======== MATERIAL FOR THE TASK
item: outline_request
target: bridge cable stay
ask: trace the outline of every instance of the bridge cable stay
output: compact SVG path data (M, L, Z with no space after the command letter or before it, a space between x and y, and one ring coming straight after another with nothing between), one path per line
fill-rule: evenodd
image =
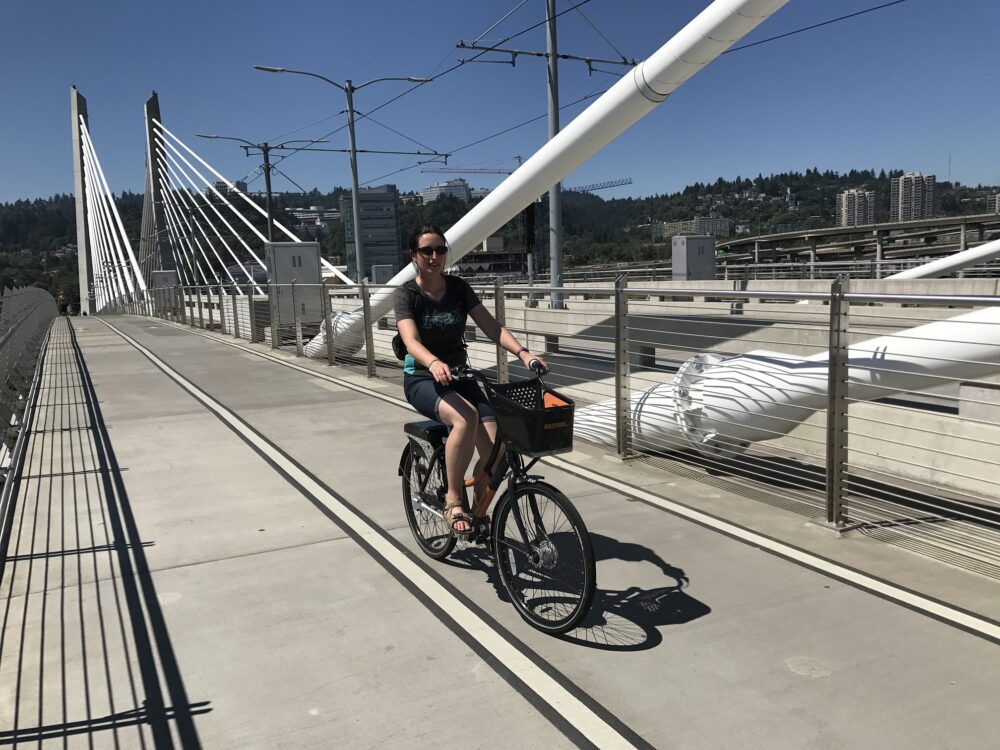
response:
M205 186L207 188L209 188L211 190L211 192L214 193L215 196L225 206L227 206L230 210L232 210L233 213L235 213L240 218L240 220L243 221L243 223L246 224L246 226L255 235L257 235L257 237L260 239L261 242L266 242L267 240L264 237L263 233L261 233L252 223L250 223L246 219L246 217L243 215L242 212L236 210L235 206L228 199L228 197L226 195L223 195L218 190L218 188L215 186L215 184L213 182L209 181L200 171L198 171L198 169L193 164L191 164L191 162L184 156L184 154L181 153L180 149L177 148L177 146L180 146L180 148L184 149L185 152L187 152L190 156L192 156L194 159L196 159L205 169L207 169L209 172L211 172L212 175L214 175L217 180L219 180L224 185L226 185L227 192L230 195L236 195L236 196L238 196L248 206L250 206L251 208L253 208L254 211L256 211L258 214L260 214L264 218L267 218L267 212L263 208L261 208L259 205L257 205L257 203L255 201L253 201L248 195L246 195L242 190L240 190L239 188L237 188L236 185L232 181L226 179L211 164L209 164L207 161L205 161L203 158L201 158L201 156L199 156L197 154L197 152L194 151L194 149L192 149L190 146L188 146L186 143L184 143L184 141L182 141L174 133L172 133L165 125L163 125L163 123L161 123L159 120L153 119L153 124L156 126L157 133L160 134L161 137L163 137L163 136L168 136L169 137L169 140L167 140L167 138L164 138L164 140L163 140L163 143L167 146L167 148L171 152L173 152L174 155L176 155L177 157L179 157L181 159L181 161L183 161L184 164L187 165L187 167L194 174L196 174L198 176L198 178L205 184ZM298 236L296 236L291 230L289 230L281 222L279 222L276 219L274 219L273 216L272 216L272 222L273 222L274 226L277 227L279 230L281 230L285 234L285 236L288 237L288 239L290 241L292 241L292 242L301 242L301 239ZM260 265L262 265L262 266L264 265L263 262L261 262L259 259L257 259L257 260L260 263ZM336 271L336 269L334 268L334 266L328 260L326 260L325 258L321 258L320 261L322 262L323 266L326 267L328 270L330 270L330 271Z
M208 245L213 255L215 255L216 260L219 261L219 266L222 267L222 270L224 270L226 272L226 275L229 277L230 282L232 282L232 284L235 286L236 279L233 278L233 275L230 272L229 267L223 262L222 258L219 256L218 250L216 250L214 244L208 238L208 234L205 232L204 227L202 227L201 223L198 222L198 220L194 216L193 209L198 208L196 201L191 195L189 195L187 188L185 188L183 185L180 186L175 185L173 179L170 177L170 173L167 173L166 177L167 180L170 181L170 184L174 186L174 195L180 199L178 208L181 209L179 213L183 221L183 224L188 232L187 236L189 239L194 240L195 245L198 246L198 250L201 253L201 257L205 260L205 265L209 269L211 269L213 264L208 257L208 253L205 252L205 248L202 246L201 240L198 239L198 235L194 233L195 228L197 228L197 230L201 233L202 237L205 238L205 243ZM198 208L198 210L200 211L201 209ZM204 213L202 213L202 215L204 215ZM218 271L216 271L214 275L216 281L221 282Z
M187 265L189 283L192 285L198 284L199 274L201 274L201 283L204 283L205 276L201 270L201 264L198 262L197 256L188 251L189 248L186 246L187 237L180 229L180 220L177 216L177 202L174 199L172 187L164 177L165 169L163 163L159 162L158 170L160 173L160 190L163 195L163 215L169 229L170 244L175 248L175 255L183 261L183 264Z
M233 260L240 266L241 269L243 269L243 272L247 275L247 278L248 279L252 279L253 278L253 274L250 272L250 268L247 265L244 264L245 263L244 261L241 261L239 259L238 255L233 250L233 248L229 245L229 243L226 241L226 239L223 237L222 233L219 231L219 229L216 227L216 225L212 222L212 220L208 217L208 215L205 214L205 212L202 209L201 205L198 204L198 197L201 195L201 192L199 191L198 185L195 182L194 178L191 177L191 175L187 172L187 170L185 170L184 167L182 167L180 165L180 163L177 161L177 159L174 158L174 156L172 154L170 154L169 152L165 152L165 156L167 156L167 160L170 163L171 171L173 173L176 173L176 174L180 175L184 179L184 181L191 187L191 193L190 193L191 198L194 201L195 207L197 208L198 212L201 214L201 216L204 219L205 223L208 224L212 228L212 231L218 237L219 241L222 242L222 244L225 246L226 250L229 252L230 256L232 256ZM200 173L199 173L199 177L201 177ZM204 178L202 178L202 180L205 181ZM207 183L207 181L205 181L205 182ZM221 221L225 225L225 227L229 230L229 232L231 233L231 236L235 237L237 240L240 241L240 243L243 245L244 249L247 251L247 253L250 255L250 257L253 258L253 260L256 261L258 265L263 266L264 264L261 262L261 260L258 257L258 255L253 251L253 248L251 248L250 245L247 244L246 240L243 239L243 237L240 235L240 233L237 232L236 229L233 227L233 225L230 224L226 220L226 218L219 212L219 209L216 208L215 204L212 203L210 200L208 200L207 196L205 197L205 205L208 206L210 209L212 209L212 211L215 213L215 215L219 218L219 221ZM207 237L206 237L206 241L207 241ZM221 262L221 259L220 259L220 262ZM232 279L232 276L230 276L230 278ZM235 283L235 280L233 280L233 283ZM257 290L258 294L263 294L263 291L260 289L259 286L255 285L254 288ZM243 293L242 290L240 290L240 294L242 294L242 293Z
M106 206L102 200L102 190L96 178L96 170L87 148L86 138L84 137L81 142L83 146L85 198L87 213L91 218L88 228L91 232L91 246L99 261L98 268L101 269L97 277L103 282L97 289L101 297L99 309L102 309L110 301L124 297L127 294L127 289L119 276L118 263L112 261L110 257L112 241L105 221Z
M159 161L159 159L157 159L157 161ZM192 286L195 282L195 278L193 274L189 274L190 263L188 263L187 267L185 267L184 261L187 261L188 258L181 253L180 241L177 237L177 231L174 228L173 217L170 214L170 207L168 206L169 193L163 188L163 179L162 174L160 173L160 167L157 166L156 169L158 173L157 182L159 184L160 206L163 211L163 232L166 235L166 245L170 248L170 254L173 256L174 268L177 271L178 279L184 286Z
M164 130L165 130L165 129L164 129ZM157 132L157 133L162 133L162 131L160 131L159 129L157 129L157 131L156 131L156 132ZM177 140L177 139L175 138L175 140ZM235 214L235 215L236 215L236 216L237 216L237 217L238 217L238 218L240 219L240 221L242 221L242 222L243 222L243 224L244 224L244 225L245 225L245 226L247 227L247 229L249 229L249 230L250 230L250 231L251 231L251 232L252 232L252 233L253 233L254 235L256 235L257 239L258 239L258 240L260 240L260 242L261 242L261 243L264 243L264 242L267 242L267 238L266 238L266 237L264 236L264 234L263 234L263 233L262 233L262 232L261 232L260 230L258 230L258 229L257 229L257 227L255 227L255 226L254 226L254 225L253 225L253 224L252 224L252 223L251 223L251 222L249 221L249 219L247 219L247 218L246 218L246 216L245 216L245 215L243 214L243 212L239 211L239 210L238 210L238 209L237 209L237 208L236 208L236 207L235 207L235 206L233 205L233 203L232 203L232 202L231 202L231 201L230 201L230 200L229 200L229 199L228 199L228 198L227 198L227 197L226 197L225 195L223 195L223 194L222 194L222 193L221 193L221 192L219 191L219 189L218 189L218 188L217 188L217 187L215 186L215 184L214 184L214 183L212 183L211 181L209 181L209 180L208 180L208 179L207 179L207 178L206 178L206 177L205 177L205 176L204 176L204 175L203 175L203 174L202 174L202 173L201 173L201 172L200 172L200 171L198 170L198 168L197 168L197 167L195 167L195 166L194 166L194 165L193 165L193 164L192 164L192 163L191 163L191 162L190 162L190 161L189 161L189 160L188 160L188 159L187 159L187 158L186 158L186 157L184 156L184 154L183 154L183 153L181 153L181 151L180 151L180 150L179 150L179 149L178 149L178 148L177 148L177 147L176 147L176 146L175 146L175 145L174 145L173 143L171 143L171 142L169 142L169 141L164 141L164 143L165 143L165 145L167 146L167 148L166 148L166 149L164 150L164 152L163 152L163 153L164 153L164 155L165 155L165 156L166 156L166 157L167 157L167 158L169 159L169 161L170 161L170 165L171 165L171 166L172 166L172 167L174 168L174 171L177 171L177 172L181 173L181 174L182 174L182 175L184 176L184 178L185 178L185 179L187 180L187 182L188 182L188 183L189 183L189 184L190 184L190 185L191 185L192 187L194 187L194 188L196 189L196 191L197 191L197 183L195 182L194 178L190 176L190 174L189 174L189 172L188 172L187 170L190 170L190 171L191 171L191 172L193 172L193 173L194 173L195 175L197 175L198 179L200 179L200 180L201 180L201 182L202 182L202 183L204 184L205 188L207 188L207 189L208 189L209 191L211 191L211 193L213 193L213 194L214 194L214 195L216 196L216 198L218 199L218 201L220 202L220 204L221 204L221 205L223 205L223 206L225 206L225 207L229 208L229 210L231 210L231 211L232 211L232 212L233 212L233 213L234 213L234 214ZM180 141L178 141L178 143L180 143ZM216 172L216 171L215 171L215 170L214 170L214 169L213 169L213 168L211 167L211 165L208 165L208 164L207 164L207 163L206 163L206 162L205 162L205 161L204 161L203 159L201 159L201 157L199 157L199 156L198 156L197 154L195 154L195 153L194 153L193 151L191 151L191 149L189 149L189 148L188 148L187 146L185 146L185 145L184 145L183 143L180 143L180 145L181 145L181 146L183 146L183 147L184 147L184 148L185 148L185 149L186 149L186 150L187 150L187 151L188 151L189 153L191 153L191 154L192 154L192 155L193 155L193 156L194 156L194 157L195 157L196 159L198 159L198 161L200 161L200 162L201 162L202 164L205 164L205 166L206 166L206 167L207 167L207 168L208 168L208 169L209 169L210 171L212 171L212 173L213 173L213 174L215 174L215 175L217 175L217 176L220 176L220 177L221 177L221 175L219 175L219 174L218 174L218 172ZM180 160L180 161L178 161L178 160ZM184 163L184 165L186 165L186 167L187 167L187 170L186 170L186 169L184 169L184 167L182 167L182 166L181 166L180 162L183 162L183 163ZM164 170L165 172L167 171L167 166L166 166L166 164L163 164L163 165L162 165L162 168L163 168L163 170ZM222 181L223 181L224 183L226 183L226 184L231 184L231 183L229 183L229 182L228 182L227 180L224 180L224 179L223 179ZM241 197L243 197L243 198L244 198L244 200L246 200L246 201L247 201L247 202L248 202L248 203L249 203L250 205L254 206L254 207L255 207L255 208L256 208L256 209L258 210L258 211L262 211L262 209L260 209L260 207L259 207L259 206L257 206L257 204L255 204L255 203L254 203L253 201L251 201L251 200L250 200L250 199L249 199L249 198L248 198L247 196L243 195L243 193L242 193L241 191L237 190L237 189L235 188L235 186L234 186L234 187L233 187L233 188L231 189L231 191L232 191L232 192L234 192L234 193L238 193L238 194L239 194L239 195L240 195ZM243 237L242 237L242 235L240 234L240 232L238 232L238 231L237 231L237 230L236 230L236 229L235 229L235 228L233 227L233 225L232 225L231 223L229 223L229 222L228 222L228 221L227 221L227 220L226 220L226 219L225 219L225 218L223 217L223 215L222 215L222 214L221 214L221 213L219 212L218 208L216 207L216 204L215 204L214 202L211 202L211 201L208 201L208 200L207 200L207 198L206 198L206 204L207 204L207 205L208 205L208 206L209 206L209 207L210 207L210 208L212 209L212 211L213 211L213 212L214 212L214 213L216 214L216 216L218 216L219 220L220 220L220 221L221 221L221 222L222 222L222 223L223 223L223 224L224 224L224 225L226 226L226 228L227 228L227 229L228 229L228 230L229 230L229 231L230 231L230 232L232 233L232 235L233 235L234 237L236 237L236 238L237 238L237 239L238 239L238 240L239 240L239 241L240 241L240 242L242 243L243 247L244 247L244 248L246 249L246 251L247 251L247 252L248 252L248 253L250 254L250 256L251 256L251 257L252 257L252 258L254 259L254 261L256 261L258 265L260 265L261 267L263 267L263 266L264 266L264 262L263 262L263 261L262 261L262 260L260 259L259 255L258 255L257 253L255 253L255 252L253 251L253 249L252 249L252 248L250 247L250 245L249 245L249 244L247 244L247 242L246 242L246 241L245 241L245 240L243 239ZM264 215L264 216L266 216L266 215L267 215L267 214L266 214L266 212L263 212L263 215ZM209 220L208 220L208 217L207 217L207 216L206 216L205 218L206 218L206 221L209 221ZM209 223L211 224L211 221L209 221ZM299 241L299 239L298 239L298 238L297 238L297 237L296 237L296 236L295 236L294 234L292 234L292 233L291 233L291 232L289 232L289 231L288 231L287 229L285 229L284 227L282 227L282 226L280 225L280 223L278 223L278 222L274 222L274 224L275 224L275 226L278 226L279 228L281 228L282 230L284 230L284 231L286 232L286 234L288 234L288 235L289 235L289 236L290 236L291 238L293 238L293 239L294 239L294 241L295 241L295 242L298 242L298 241ZM213 230L214 230L214 231L216 231L216 232L218 233L218 230L217 230L217 229L216 229L216 228L214 227L214 225L213 225ZM219 234L220 234L220 236L221 236L221 233L219 233ZM228 246L227 246L227 247L228 247ZM235 255L235 253L233 253L233 252L232 252L232 249L231 249L231 248L229 249L229 251L230 251L230 253L231 253L231 254L233 254L233 257L234 257L234 259L235 259L235 258L236 258L236 255ZM239 261L237 260L237 262L239 262ZM241 264L241 265L242 265L242 264ZM245 271L245 272L247 272L247 275L248 275L248 277L252 278L252 274L251 274L251 273L249 272L249 269L248 269L248 268L246 268L245 266L242 266L242 267L243 267L244 271ZM260 287L259 287L259 286L255 286L255 288L257 289L257 293L258 293L258 294L263 294L263 292L262 292L262 291L260 290Z
M96 154L93 150L93 144L90 142L85 128L81 128L81 133L83 135L83 158L87 172L87 185L93 188L88 189L87 197L91 200L91 213L97 218L97 231L100 239L98 246L103 249L105 255L102 267L113 271L113 276L118 285L119 296L125 296L126 294L134 293L135 287L131 284L131 279L122 273L125 259L122 255L118 237L112 229L107 203L108 196L105 193L105 186L100 179L100 173L94 163Z
M136 291L136 287L138 287L139 291L144 292L146 291L146 282L142 277L142 272L140 271L139 264L136 261L135 253L132 250L132 244L128 239L128 234L125 232L125 225L122 223L121 215L118 213L118 207L115 205L114 195L108 186L100 160L97 158L97 151L94 149L94 144L90 138L86 122L81 121L80 131L83 136L82 140L84 143L84 151L85 153L89 152L90 154L93 171L96 172L98 184L101 186L98 194L103 196L105 201L105 218L108 223L107 228L114 239L116 255L119 257L119 260L123 265L123 276L127 281L130 293L134 293ZM125 273L125 267L130 268L132 273Z
M163 207L165 209L164 216L167 220L167 226L171 229L171 240L177 248L177 254L185 263L187 263L191 283L207 284L208 277L201 268L201 261L198 260L198 256L194 253L194 249L191 247L190 240L181 229L180 216L177 209L177 201L173 195L173 188L165 179L163 171L164 167L161 164L160 180L163 186ZM201 277L200 280L199 276Z
M103 310L114 301L125 298L128 289L121 278L119 261L111 257L112 240L106 221L107 206L102 199L100 185L96 181L96 171L93 168L90 153L87 150L85 140L83 145L84 164L84 185L85 199L87 203L87 213L91 218L88 222L90 232L90 243L96 259L100 273L95 275L102 283L95 288L95 296L98 301L97 312Z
================
→ INSTRUCTION: Return each line of the items above that contains the word "bridge".

→ RESULT OF THIS EXERCISE:
target: bridge cable stay
ask: trace the outline of every instance of the bridge cable stay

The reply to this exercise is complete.